The deterministic probes produce machine-independent counts, but nothing asserted on them and the benchmarks module's tests never ran in CI (perf-smoke used -DskipTests; the root verify skips the standalone module), so an operator-count or cache regression passed CI silently.

Add a 'Run deterministic benchmark gates' step to the PR-triggered perf-smoke job (./mvnw -f benchmarks/pom.xml test) so the image-cache reuse gate, the scenario/threshold coverage gate, and the diff-tooling tests now fail the build on a structural regression. Refactor RenderOperatorProbe to expose countOperators(...) and add RenderOperatorGateTest, which pins the F5 coalescing invariant: a long single-style paragraph keeps Tf/colour ops below the per-line text-draw count, so a regression back to per-span font ops breaks the test. Probe console output is unchanged.
Every JMH bench reported steady-state (warm) timings, which is what a long-lived server pays; nothing measured the JIT-cold first render a short-lived CLI invocation or a serverless cold-start actually pays.

ColdStartJmhBenchmark uses Mode.SingleShotTime with @WarmUp(0)/@measurement(1)/@fork(10) to sample the cold first render across ten fresh JVMs, over the same workloads as the warm benches (an inline engine doc, InvoiceTemplateV1, the ModernProfessional CV preset). Specs and templates are built in @setup so the measured shot is the cold render path, not fixture assembly. Observed cold first render ~370-510 ms/op locally, vs the warm ms-scale numbers -- the headline metric for CLI/Lambda consumers.
…chmark

The comparative benchmark only rendered a trivial 3-line invoice -- too small to show GraphCompose's standing on real multi-page work (all three libraries finished in fixed overhead).

Add a 'business report' tier (title + 40-row line-item table + prose) rendered with equivalent content across all three: GraphCompose via the public pageFlow DSL with a repeating table header; iText via PdfPTable with setHeaderRows(1); JasperReports via a datasource-driven detail band with a repeating column header, the prose bound to a parameter and rendered through a stretch-height text field both before and after the table so all three lay out the same text. The small invoice stays as the fixed-overhead baseline; output prints two labelled scenario tables and the report carries a row per (library, scenario). README notes the Jasper fill-vs-build measurement boundary.

**MATERIAL SHOWN**
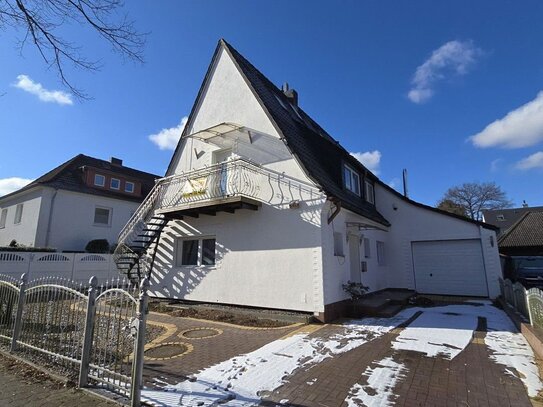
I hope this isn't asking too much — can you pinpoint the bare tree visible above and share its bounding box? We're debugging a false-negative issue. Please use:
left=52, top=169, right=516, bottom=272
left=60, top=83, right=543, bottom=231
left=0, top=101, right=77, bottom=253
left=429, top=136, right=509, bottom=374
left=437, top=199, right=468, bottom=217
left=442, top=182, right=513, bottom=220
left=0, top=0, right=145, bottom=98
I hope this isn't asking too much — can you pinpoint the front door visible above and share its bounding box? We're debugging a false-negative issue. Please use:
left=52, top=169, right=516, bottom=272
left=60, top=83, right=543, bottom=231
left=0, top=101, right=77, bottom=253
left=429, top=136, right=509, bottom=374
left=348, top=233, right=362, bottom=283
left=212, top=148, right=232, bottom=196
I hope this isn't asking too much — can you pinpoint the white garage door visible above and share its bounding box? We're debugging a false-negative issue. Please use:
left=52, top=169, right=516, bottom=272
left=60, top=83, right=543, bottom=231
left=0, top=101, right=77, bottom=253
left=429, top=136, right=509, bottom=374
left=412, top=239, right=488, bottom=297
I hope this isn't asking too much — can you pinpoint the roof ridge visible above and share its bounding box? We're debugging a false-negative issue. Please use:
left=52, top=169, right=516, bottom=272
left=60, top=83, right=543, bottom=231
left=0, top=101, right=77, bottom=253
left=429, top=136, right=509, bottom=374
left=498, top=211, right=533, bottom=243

**PROBLEMS**
[1] In the benchmarking text, what cold first-render time was observed locally?
[2] Continue the benchmarking text past its last sentence.
The items have no connection to the benchmarking text.

**RESULTS IN ORDER**
[1] About 370-510 ms per operation.

[2]
Local report numbers: GraphCompose 5.1ms/0.87MB, iText 2.8ms/4.97MB, JasperReports 9.3ms/2.51MB -- GraphCompose is mid on time but allocates ~5.7x less than iText.
The suite rendered only small documents; nothing measured end-to-end render of a genuinely large multi-page table (TablePaginationAllocProbe covers layout-compile allocation only, not render). LargeTableJmhBenchmark renders a priced 5-column table parameterized over 100/500/1000 rows, with the header repeating on every page, so the large-table pagination + render scaling trend is visible. Observed ~9 / ~32 / ~77 ms/op locally. JMH full/on-demand, no CI gate.
The endurance and stress harnesses only check that sustained rendering stays stable and under a heap ceiling; nothing reported how much garbage a single render churns -- the driver of GC pressure for a high-throughput server.

AllocationRateProbe renders many warm documents of two realistic templates (invoice, proposal) and reports warm per-document allocation (ThreadMXBean current-thread bytes/doc, a deterministic A/B signal) plus the JVM garbage collections those renders triggered (count + time via GarbageCollectorMXBean, advisory). Observed ~3.9 MB/doc (invoice) and ~3.8 MB/doc (proposal), ~1 GC per ~18 renders. No src/main changes.
…mparative run

After all measurement, ComparativeBenchmark writes one rendered PDF per library and scenario (graphcompose/itext/jasper x small/report) under target/benchmarks/comparative/samples/, so the exact documents the benchmark measured can be opened and inspected visually -- you can see what each library actually rendered.

The dump runs outside the measured region (after the report is written), so it cannot affect the timing or allocation numbers.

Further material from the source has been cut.